_TASK_: Which lines in the entries below contain the string "prompts"? Pull out each such line and copy it.

[Saved entries]
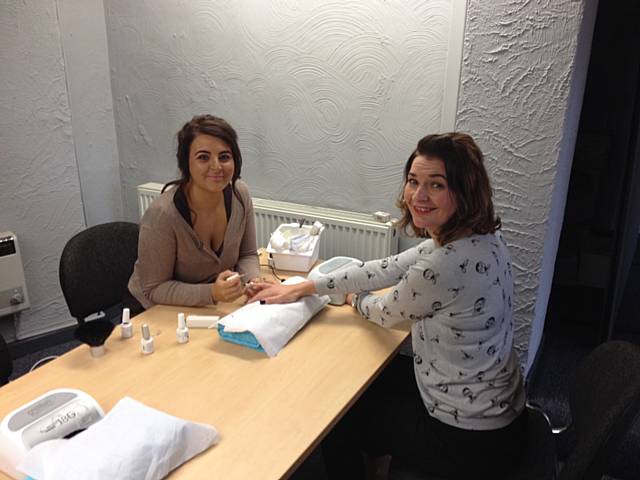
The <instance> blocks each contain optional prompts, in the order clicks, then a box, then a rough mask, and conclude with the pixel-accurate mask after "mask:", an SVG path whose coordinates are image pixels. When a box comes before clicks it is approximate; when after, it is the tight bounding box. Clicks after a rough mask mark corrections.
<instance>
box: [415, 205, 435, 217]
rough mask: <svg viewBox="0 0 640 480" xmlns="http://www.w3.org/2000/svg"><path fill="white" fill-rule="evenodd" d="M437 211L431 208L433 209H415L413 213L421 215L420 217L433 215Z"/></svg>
mask: <svg viewBox="0 0 640 480" xmlns="http://www.w3.org/2000/svg"><path fill="white" fill-rule="evenodd" d="M434 210H435V208H431V207H416V206H414V207H413V211H414V212H416V213H418V214H420V215H426V214H427V213H431V212H433V211H434Z"/></svg>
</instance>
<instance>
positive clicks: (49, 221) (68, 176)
mask: <svg viewBox="0 0 640 480" xmlns="http://www.w3.org/2000/svg"><path fill="white" fill-rule="evenodd" d="M57 17H58V14H57V11H56V4H55V2H54V1H53V0H38V1H25V2H0V45H2V48H0V65H2V69H1V70H0V72H1V73H0V98H2V102H0V164H1V165H2V175H0V205H2V208H0V229H1V230H13V231H14V232H15V233H16V234H17V235H18V239H19V242H20V249H21V250H22V256H23V261H24V269H25V274H26V282H27V288H28V289H29V295H30V297H31V309H29V310H26V311H24V312H23V313H22V314H20V316H19V319H18V320H17V321H16V326H15V327H16V328H15V334H16V335H17V337H18V338H23V337H28V336H31V335H33V334H34V333H39V332H41V331H43V329H44V330H51V329H55V328H57V327H60V326H63V325H65V324H68V323H69V320H70V316H69V313H68V310H67V307H66V304H65V302H64V299H63V297H62V293H61V291H60V287H59V284H58V261H59V257H60V252H61V251H62V248H63V247H64V245H65V243H66V241H67V240H68V239H69V238H70V237H71V236H72V235H73V234H74V233H75V232H77V231H79V230H80V229H82V228H83V227H84V225H85V224H84V216H83V210H82V200H81V195H80V186H79V181H78V171H77V167H76V158H75V154H74V138H73V131H72V124H71V111H70V108H69V98H68V96H67V87H66V78H65V69H64V60H63V57H62V50H61V43H60V31H59V28H58V20H57ZM8 318H9V319H10V318H11V317H8ZM8 321H9V320H8V319H6V318H5V319H3V323H5V324H6V322H8Z"/></svg>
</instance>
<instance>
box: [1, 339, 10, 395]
mask: <svg viewBox="0 0 640 480" xmlns="http://www.w3.org/2000/svg"><path fill="white" fill-rule="evenodd" d="M12 372H13V361H12V360H11V353H9V347H8V346H7V342H5V340H4V337H3V336H2V335H0V386H2V385H4V384H5V383H7V382H8V381H9V377H10V376H11V373H12Z"/></svg>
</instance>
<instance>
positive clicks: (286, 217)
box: [138, 183, 398, 260]
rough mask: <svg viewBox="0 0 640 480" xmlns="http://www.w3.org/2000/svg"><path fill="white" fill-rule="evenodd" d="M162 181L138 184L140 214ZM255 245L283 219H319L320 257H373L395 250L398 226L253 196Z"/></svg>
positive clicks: (286, 221)
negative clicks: (159, 182)
mask: <svg viewBox="0 0 640 480" xmlns="http://www.w3.org/2000/svg"><path fill="white" fill-rule="evenodd" d="M161 189H162V184H159V183H145V184H143V185H140V186H138V206H139V208H140V216H141V217H142V215H143V214H144V211H145V210H146V209H147V207H148V206H149V205H150V204H151V202H152V201H153V199H154V198H156V197H157V196H158V195H159V194H160V190H161ZM253 206H254V211H255V219H256V238H257V243H258V247H266V246H267V244H268V243H269V238H270V237H271V234H272V233H273V232H274V231H275V230H276V229H277V228H278V226H279V225H280V224H282V223H292V222H298V221H301V220H302V219H304V220H305V221H306V222H308V223H313V222H314V221H316V220H318V221H319V222H321V223H322V224H324V226H325V230H324V232H323V233H322V239H321V240H320V258H325V259H326V258H331V257H336V256H339V255H343V256H349V257H355V258H359V259H361V260H372V259H375V258H382V257H386V256H389V255H394V254H396V253H398V234H397V229H396V228H395V227H394V226H393V225H392V224H391V223H390V222H387V223H381V222H379V221H376V220H374V219H373V217H372V216H371V215H368V214H365V213H358V212H348V211H343V210H334V209H330V208H323V207H314V206H310V205H302V204H297V203H290V202H281V201H276V200H267V199H261V198H253Z"/></svg>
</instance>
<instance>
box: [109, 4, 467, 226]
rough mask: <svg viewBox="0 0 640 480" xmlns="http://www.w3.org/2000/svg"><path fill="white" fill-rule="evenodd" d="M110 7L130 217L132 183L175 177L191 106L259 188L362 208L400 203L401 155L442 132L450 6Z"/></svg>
mask: <svg viewBox="0 0 640 480" xmlns="http://www.w3.org/2000/svg"><path fill="white" fill-rule="evenodd" d="M105 5H106V17H107V29H108V30H107V31H108V39H109V50H110V62H111V68H112V88H113V93H114V103H115V116H116V126H117V133H118V143H119V150H120V161H121V164H122V173H123V175H122V176H123V181H124V187H125V211H126V212H127V215H128V216H129V217H130V218H132V219H136V218H137V207H136V199H135V186H136V185H137V184H139V183H143V182H146V181H160V182H163V181H167V180H169V179H172V178H175V176H176V167H175V153H174V149H175V139H174V138H175V133H176V131H177V130H178V128H179V127H180V126H181V125H182V124H183V123H184V122H185V121H186V120H187V119H189V118H190V117H191V116H192V115H193V114H197V113H204V112H210V113H213V114H217V115H220V116H222V117H224V118H226V119H227V120H228V121H229V122H230V123H231V124H232V125H233V126H234V127H235V128H236V129H237V131H238V133H239V136H240V144H241V149H242V152H243V158H244V166H243V174H244V178H245V180H246V181H247V182H248V184H249V186H250V188H251V190H252V193H253V194H254V196H257V197H265V198H274V199H278V200H288V201H294V202H300V203H306V204H314V205H320V206H326V207H333V208H341V209H347V210H354V211H362V212H372V211H375V210H380V209H383V210H392V211H395V210H393V204H394V199H395V196H396V195H397V193H398V191H399V188H400V183H401V169H402V166H403V164H404V162H405V160H406V158H407V157H408V155H409V153H410V152H411V150H412V149H413V148H414V147H415V144H416V143H417V141H418V139H419V138H421V137H422V136H424V135H425V134H427V133H431V132H436V131H439V130H440V123H441V112H442V109H443V101H442V99H443V95H444V88H445V73H446V68H447V59H448V45H449V31H450V27H451V21H452V18H451V16H452V5H451V2H450V1H424V0H419V1H418V0H416V1H404V2H386V1H371V0H366V1H365V0H362V1H349V2H338V1H317V0H305V1H269V2H264V1H260V0H254V1H242V2H226V1H224V2H223V1H218V2H212V1H201V2H192V1H189V2H185V1H177V0H164V1H162V2H157V1H140V2H129V1H125V0H106V1H105ZM458 55H459V53H458ZM452 61H454V62H456V61H457V62H459V56H458V58H457V59H456V58H455V57H454V58H453V60H452ZM455 86H456V87H457V83H456V85H455ZM454 100H455V98H454Z"/></svg>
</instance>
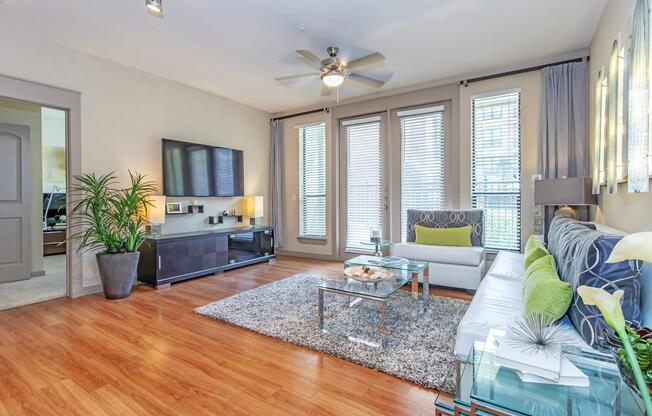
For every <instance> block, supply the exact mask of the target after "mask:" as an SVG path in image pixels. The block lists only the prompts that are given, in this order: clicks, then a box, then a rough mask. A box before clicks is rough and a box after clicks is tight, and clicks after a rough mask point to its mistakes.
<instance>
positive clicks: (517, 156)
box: [471, 92, 521, 250]
mask: <svg viewBox="0 0 652 416" xmlns="http://www.w3.org/2000/svg"><path fill="white" fill-rule="evenodd" d="M520 113H521V110H520V92H509V93H498V94H495V95H491V96H482V97H477V98H473V99H472V142H473V143H472V186H471V193H472V195H471V196H472V202H473V207H474V208H480V209H483V210H484V213H485V246H486V247H487V248H489V249H496V250H520V248H521V127H520V124H521V123H520Z"/></svg>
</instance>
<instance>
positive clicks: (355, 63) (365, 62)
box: [346, 52, 385, 69]
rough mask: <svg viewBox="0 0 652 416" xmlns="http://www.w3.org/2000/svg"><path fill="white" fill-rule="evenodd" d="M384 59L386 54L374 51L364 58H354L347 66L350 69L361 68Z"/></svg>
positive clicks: (348, 63) (378, 61)
mask: <svg viewBox="0 0 652 416" xmlns="http://www.w3.org/2000/svg"><path fill="white" fill-rule="evenodd" d="M383 60H385V56H384V55H383V54H382V53H380V52H374V53H372V54H369V55H367V56H363V57H362V58H358V59H354V60H352V61H351V62H349V63H347V64H346V66H347V68H349V69H359V68H363V67H365V66H368V65H371V64H375V63H376V62H381V61H383Z"/></svg>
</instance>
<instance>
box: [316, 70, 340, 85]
mask: <svg viewBox="0 0 652 416" xmlns="http://www.w3.org/2000/svg"><path fill="white" fill-rule="evenodd" d="M321 80H322V82H323V83H324V84H325V85H326V86H327V87H331V88H335V87H339V86H340V85H342V83H343V82H344V74H343V73H341V72H338V71H328V72H327V73H325V74H323V75H322V76H321Z"/></svg>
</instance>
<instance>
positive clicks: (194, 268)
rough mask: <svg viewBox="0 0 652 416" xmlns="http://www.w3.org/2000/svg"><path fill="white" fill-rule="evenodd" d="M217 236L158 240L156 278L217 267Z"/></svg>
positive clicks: (209, 273)
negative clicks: (167, 239)
mask: <svg viewBox="0 0 652 416" xmlns="http://www.w3.org/2000/svg"><path fill="white" fill-rule="evenodd" d="M219 238H220V237H219V236H202V237H201V238H193V239H186V240H182V241H170V242H159V244H158V269H159V271H158V280H162V279H166V278H169V277H178V276H183V275H187V274H191V273H199V272H202V271H206V273H207V274H210V272H211V271H212V269H215V268H216V267H218V239H219Z"/></svg>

_WRITTEN SOLUTION_:
The <instance> blocks each contain optional prompts, in the order clicks, then a box, then a rough mask, and conclude with the pixel-accurate mask after "mask:", an SVG path whose coordinates are image pixels. When a box comes before clicks it is approximate; when after, it is the tight bounding box. Clicks after a rough mask mark corrections.
For every <instance> block, supply the exact mask of the target after "mask:" as an SVG path in image pixels. The block lists only the prompts that are given, in this order: clicks, then a box, then a rough mask. A box before clicks is rough and a box after clicks is tight, and clicks after a rough mask point to its mistakes.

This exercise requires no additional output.